**REQUIRED TASK:**
Copy the entries from the very start through the line that contains "108 73 L 113", that line included, requests and all. Raise every coordinate in the answer outlines by 53, leave the requests and sample outlines unchanged, and give nothing beyond those lines.

**TASK DATA:**
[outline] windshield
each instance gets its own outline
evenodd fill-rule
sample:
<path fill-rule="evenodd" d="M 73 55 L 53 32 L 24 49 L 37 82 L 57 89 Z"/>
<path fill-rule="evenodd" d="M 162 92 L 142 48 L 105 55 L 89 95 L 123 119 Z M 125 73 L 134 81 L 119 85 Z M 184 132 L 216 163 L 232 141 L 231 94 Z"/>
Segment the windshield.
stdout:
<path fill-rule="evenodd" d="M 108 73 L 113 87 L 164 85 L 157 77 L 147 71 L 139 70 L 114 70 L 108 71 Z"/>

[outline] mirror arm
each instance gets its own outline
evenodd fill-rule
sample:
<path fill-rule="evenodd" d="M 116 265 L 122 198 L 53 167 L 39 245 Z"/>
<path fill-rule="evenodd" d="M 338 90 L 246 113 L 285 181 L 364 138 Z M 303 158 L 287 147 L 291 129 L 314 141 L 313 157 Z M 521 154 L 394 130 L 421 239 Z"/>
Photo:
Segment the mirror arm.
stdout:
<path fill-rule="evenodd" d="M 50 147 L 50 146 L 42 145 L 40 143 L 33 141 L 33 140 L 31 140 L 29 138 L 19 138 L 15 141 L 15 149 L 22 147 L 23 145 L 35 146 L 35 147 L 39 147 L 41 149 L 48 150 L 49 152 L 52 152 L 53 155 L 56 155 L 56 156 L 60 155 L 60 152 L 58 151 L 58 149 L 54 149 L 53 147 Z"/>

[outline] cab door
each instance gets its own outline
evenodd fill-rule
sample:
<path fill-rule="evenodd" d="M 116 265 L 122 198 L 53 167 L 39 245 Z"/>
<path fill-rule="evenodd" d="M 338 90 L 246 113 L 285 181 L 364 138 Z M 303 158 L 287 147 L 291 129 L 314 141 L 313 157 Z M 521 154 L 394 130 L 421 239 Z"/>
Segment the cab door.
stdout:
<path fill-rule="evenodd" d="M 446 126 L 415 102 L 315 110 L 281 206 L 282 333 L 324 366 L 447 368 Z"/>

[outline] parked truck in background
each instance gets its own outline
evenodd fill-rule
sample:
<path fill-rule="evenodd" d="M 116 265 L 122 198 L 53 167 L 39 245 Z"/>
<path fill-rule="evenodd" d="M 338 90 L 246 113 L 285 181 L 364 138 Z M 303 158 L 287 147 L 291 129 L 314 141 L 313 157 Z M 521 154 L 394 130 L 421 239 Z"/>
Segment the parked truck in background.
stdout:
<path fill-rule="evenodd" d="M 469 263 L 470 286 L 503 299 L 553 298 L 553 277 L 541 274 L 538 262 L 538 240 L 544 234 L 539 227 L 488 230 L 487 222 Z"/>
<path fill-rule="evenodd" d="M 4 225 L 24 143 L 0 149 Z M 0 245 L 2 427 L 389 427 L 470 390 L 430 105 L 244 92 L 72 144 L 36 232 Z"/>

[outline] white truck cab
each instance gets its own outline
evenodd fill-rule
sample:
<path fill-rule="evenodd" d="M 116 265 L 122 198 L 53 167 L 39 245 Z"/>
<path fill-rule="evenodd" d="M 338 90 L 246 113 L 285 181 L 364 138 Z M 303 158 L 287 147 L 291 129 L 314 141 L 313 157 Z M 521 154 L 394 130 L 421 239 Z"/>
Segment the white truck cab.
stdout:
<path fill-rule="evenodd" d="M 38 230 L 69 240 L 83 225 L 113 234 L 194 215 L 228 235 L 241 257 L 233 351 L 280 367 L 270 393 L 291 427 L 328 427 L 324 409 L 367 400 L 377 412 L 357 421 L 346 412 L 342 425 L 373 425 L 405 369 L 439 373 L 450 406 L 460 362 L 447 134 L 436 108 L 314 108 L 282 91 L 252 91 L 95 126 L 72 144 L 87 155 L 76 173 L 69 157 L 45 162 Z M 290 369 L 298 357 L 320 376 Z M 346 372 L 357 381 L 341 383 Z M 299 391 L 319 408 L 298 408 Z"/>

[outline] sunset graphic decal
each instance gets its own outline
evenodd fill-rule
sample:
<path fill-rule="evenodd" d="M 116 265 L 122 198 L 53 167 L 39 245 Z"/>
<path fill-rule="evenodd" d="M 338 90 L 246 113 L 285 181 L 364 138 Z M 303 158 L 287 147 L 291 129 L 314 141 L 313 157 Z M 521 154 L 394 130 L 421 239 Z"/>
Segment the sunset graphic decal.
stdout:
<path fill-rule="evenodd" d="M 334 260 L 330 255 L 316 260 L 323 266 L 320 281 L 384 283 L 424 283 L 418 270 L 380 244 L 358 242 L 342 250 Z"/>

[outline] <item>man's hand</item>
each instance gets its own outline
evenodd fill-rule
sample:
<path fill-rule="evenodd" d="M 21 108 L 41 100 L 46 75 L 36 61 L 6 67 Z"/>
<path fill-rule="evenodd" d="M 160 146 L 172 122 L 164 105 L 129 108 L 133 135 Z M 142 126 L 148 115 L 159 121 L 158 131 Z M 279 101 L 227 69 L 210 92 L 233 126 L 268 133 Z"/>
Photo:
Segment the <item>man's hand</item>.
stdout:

**TASK RESULT:**
[outline] windshield
each instance gets its own outline
evenodd fill-rule
sample:
<path fill-rule="evenodd" d="M 73 55 L 53 32 L 24 49 L 37 82 L 57 89 Z"/>
<path fill-rule="evenodd" d="M 162 92 L 142 48 L 105 55 L 89 95 L 123 119 Z M 125 73 L 134 81 L 119 85 Z M 184 132 L 216 163 L 232 141 L 231 94 Z"/>
Segment the windshield.
stdout:
<path fill-rule="evenodd" d="M 161 126 L 166 140 L 217 138 L 210 130 L 200 124 L 192 123 L 167 123 L 161 124 Z"/>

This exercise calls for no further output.